[BEGIN]

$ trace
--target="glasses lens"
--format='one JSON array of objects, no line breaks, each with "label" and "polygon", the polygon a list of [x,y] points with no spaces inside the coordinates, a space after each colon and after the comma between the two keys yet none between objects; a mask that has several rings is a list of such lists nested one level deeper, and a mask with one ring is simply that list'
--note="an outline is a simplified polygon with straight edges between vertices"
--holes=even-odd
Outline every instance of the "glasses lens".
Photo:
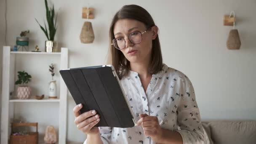
[{"label": "glasses lens", "polygon": [[141,42],[141,34],[139,32],[134,32],[129,35],[129,40],[134,44],[138,44]]},{"label": "glasses lens", "polygon": [[113,45],[117,49],[122,49],[125,47],[125,39],[122,37],[118,37],[113,40]]}]

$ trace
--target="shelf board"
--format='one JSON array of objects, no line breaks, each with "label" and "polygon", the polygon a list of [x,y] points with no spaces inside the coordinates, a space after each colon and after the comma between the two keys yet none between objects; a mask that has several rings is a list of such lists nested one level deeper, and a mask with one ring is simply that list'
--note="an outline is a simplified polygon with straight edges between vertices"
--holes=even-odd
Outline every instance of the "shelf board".
[{"label": "shelf board", "polygon": [[45,52],[36,52],[33,51],[11,51],[11,53],[15,54],[57,54],[60,55],[60,52],[47,53]]},{"label": "shelf board", "polygon": [[13,99],[9,100],[10,102],[59,102],[59,99],[44,98],[42,99]]}]

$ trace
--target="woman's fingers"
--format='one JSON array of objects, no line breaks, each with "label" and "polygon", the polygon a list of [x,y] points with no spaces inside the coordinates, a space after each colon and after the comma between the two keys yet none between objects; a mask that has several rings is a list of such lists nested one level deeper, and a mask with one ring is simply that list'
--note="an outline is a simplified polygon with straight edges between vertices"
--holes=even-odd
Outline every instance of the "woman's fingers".
[{"label": "woman's fingers", "polygon": [[143,122],[141,123],[142,128],[147,127],[148,126],[152,126],[154,125],[154,123],[152,121],[146,121]]},{"label": "woman's fingers", "polygon": [[91,116],[90,117],[87,118],[85,120],[81,122],[77,125],[77,127],[78,129],[81,128],[83,127],[85,127],[85,125],[88,125],[89,123],[93,122],[93,121],[99,118],[99,115],[96,115],[93,116]]},{"label": "woman's fingers", "polygon": [[75,123],[77,125],[88,117],[91,117],[96,114],[96,111],[95,110],[90,110],[90,111],[84,112],[76,117],[75,120]]},{"label": "woman's fingers", "polygon": [[88,125],[86,125],[83,128],[82,128],[80,129],[80,130],[84,133],[87,133],[90,131],[92,129],[92,128],[93,128],[93,127],[94,126],[94,125],[96,125],[96,124],[99,122],[99,118],[98,118],[96,120],[95,120],[92,122],[89,123]]},{"label": "woman's fingers", "polygon": [[77,105],[73,109],[73,113],[75,117],[77,117],[80,115],[80,109],[83,107],[83,105],[82,104]]}]

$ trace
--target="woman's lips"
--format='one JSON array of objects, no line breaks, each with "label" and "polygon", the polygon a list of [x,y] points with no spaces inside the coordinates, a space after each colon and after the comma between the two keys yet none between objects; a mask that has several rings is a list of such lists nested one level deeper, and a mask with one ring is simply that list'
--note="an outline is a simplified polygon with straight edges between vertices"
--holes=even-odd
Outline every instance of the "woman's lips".
[{"label": "woman's lips", "polygon": [[128,53],[128,54],[129,55],[133,55],[135,54],[135,53],[137,53],[137,51],[136,50],[134,50],[134,51],[132,51],[129,53]]}]

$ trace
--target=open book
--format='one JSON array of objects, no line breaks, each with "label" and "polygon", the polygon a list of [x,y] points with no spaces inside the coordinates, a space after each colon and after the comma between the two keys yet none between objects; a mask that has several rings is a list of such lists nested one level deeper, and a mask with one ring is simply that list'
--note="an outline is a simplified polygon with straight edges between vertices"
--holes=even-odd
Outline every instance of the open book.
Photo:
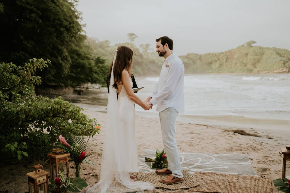
[{"label": "open book", "polygon": [[141,87],[140,88],[135,88],[133,89],[133,91],[135,92],[135,91],[138,91],[141,90],[141,89],[145,87]]}]

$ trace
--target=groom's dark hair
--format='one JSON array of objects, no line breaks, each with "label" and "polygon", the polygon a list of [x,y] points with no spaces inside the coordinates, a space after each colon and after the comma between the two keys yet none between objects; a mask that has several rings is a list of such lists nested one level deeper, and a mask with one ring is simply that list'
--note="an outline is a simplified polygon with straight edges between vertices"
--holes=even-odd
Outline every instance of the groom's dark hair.
[{"label": "groom's dark hair", "polygon": [[168,36],[162,36],[158,39],[156,39],[156,42],[159,42],[160,40],[161,40],[161,44],[163,46],[165,45],[166,43],[167,43],[169,49],[172,50],[173,50],[173,41]]}]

[END]

INSTRUCTIONS FOR THE TASK: Reproduce the listing word for word and omit its pictures.

EXERCISE ANSWER:
$ trace
--target="glasses lens"
--format='one JSON array of objects, no line breaks, each with "label" and "polygon", the polygon a list of [x,y] points with no spaces inside the coordinates, a space after each colon and after the comma between the two keys yet none between objects; a mask that has several rings is a list of such lists nested one level deeper, and a mask with one ring is simply that list'
--note="an outline is a simplified polygon with straight edges between vertices"
--holes=even-odd
Outline every instance of the "glasses lens".
Photo:
[{"label": "glasses lens", "polygon": [[141,42],[141,34],[139,32],[134,32],[129,35],[129,40],[134,44],[138,44]]},{"label": "glasses lens", "polygon": [[113,45],[117,49],[122,49],[125,47],[125,39],[122,37],[118,37],[113,40]]}]

$ trace
--target="shelf board"
--format='one JSON array of objects, no line breaks, each with "label" and "polygon", the polygon a list of [x,y] points with no spaces inside the coordinates, a space after each colon and after the comma between the two keys yet none between objects; a mask that has several rings is a list of such lists nested one level deeper, and a mask with one ring is simply that list'
--note="an outline is a simplified polygon with straight edges between vertices"
--holes=even-odd
Outline every instance of the "shelf board".
[{"label": "shelf board", "polygon": [[45,52],[36,52],[33,51],[11,51],[11,53],[15,54],[57,54],[60,55],[60,52],[47,53]]},{"label": "shelf board", "polygon": [[13,99],[9,100],[10,102],[59,102],[59,99],[44,98],[42,99]]}]

$ trace
--target="woman's fingers"
--format='one JSON array of objects, no line breaks, each with "label" and "polygon", the polygon a list of [x,y] points with no spaces inside the coordinates, a space after each colon and after the comma between the two keys yet none between objects; a mask that has several rings is a list of such lists nested one level deeper, and a mask with one ring is simply that list'
--note="an outline is a simplified polygon with straight edges between vertices"
--holes=even-odd
Outline every instance of the "woman's fingers".
[{"label": "woman's fingers", "polygon": [[143,122],[141,123],[142,128],[147,127],[148,126],[152,126],[154,125],[154,123],[152,121],[146,121]]},{"label": "woman's fingers", "polygon": [[91,116],[90,117],[87,118],[85,120],[81,122],[77,125],[77,127],[78,129],[81,128],[83,127],[85,127],[85,125],[88,125],[89,123],[93,122],[93,121],[99,118],[99,115],[96,115],[93,116]]},{"label": "woman's fingers", "polygon": [[75,123],[77,125],[88,117],[91,117],[96,114],[96,111],[95,110],[90,110],[90,111],[84,112],[76,117],[75,120]]},{"label": "woman's fingers", "polygon": [[88,125],[86,125],[83,128],[82,128],[80,129],[80,130],[84,133],[87,133],[90,131],[92,129],[92,128],[93,128],[93,127],[94,126],[94,125],[96,125],[96,124],[99,122],[99,118],[98,118],[96,120],[95,120],[92,122],[89,123]]},{"label": "woman's fingers", "polygon": [[77,105],[73,109],[73,113],[75,117],[77,117],[80,115],[80,109],[83,107],[83,105],[82,104]]}]

$ trace
--target="woman's lips"
--format='one JSON array of objects, no line breaks, each with "label" and "polygon", the polygon a list of [x,y] points with no spaces inside the coordinates, a space after each colon and after the comma between the two keys yet none between objects; a mask that has several rings is a list of such lists nested one level deeper, and a mask with one ring is simply that list'
--note="an outline is a simplified polygon with straight edges between vertices"
--holes=even-odd
Outline every instance of the "woman's lips".
[{"label": "woman's lips", "polygon": [[128,53],[128,54],[129,55],[133,55],[135,54],[135,53],[137,53],[137,51],[136,50],[134,50],[134,51],[132,51],[129,53]]}]

$ trace
--target=open book
--format='one JSON array of objects, no line breaks, each with "label" and "polygon", the polygon a list of [x,y] points with no spaces inside the coordinates, a space after each colon and after the comma between the two keys yet none between objects; a mask that has several rings is a list of such lists nested one level deeper, and a mask with one ring is simply that list'
--note="an outline is a simplified polygon with straight edges between vertices"
--holes=even-odd
Outline every instance of the open book.
Photo:
[{"label": "open book", "polygon": [[141,87],[140,88],[135,88],[133,89],[133,91],[135,92],[135,91],[138,91],[141,90],[141,89],[145,87]]}]

$ trace
--target=groom's dark hair
--format='one JSON array of objects, no line breaks, each with "label" and "polygon", the polygon a list of [x,y] points with no spaces inside the coordinates, a space after each colon and after the comma between the two keys yet none between objects; a mask that has several rings is a list of such lists nested one level deeper, and a mask with one ring is simply that list'
--note="an outline is a simplified polygon with straight edges between vertices"
--holes=even-odd
Outline every instance of the groom's dark hair.
[{"label": "groom's dark hair", "polygon": [[168,36],[162,36],[158,39],[156,39],[156,42],[159,42],[160,40],[161,40],[161,44],[163,46],[165,45],[166,43],[167,43],[169,49],[172,50],[173,50],[173,41]]}]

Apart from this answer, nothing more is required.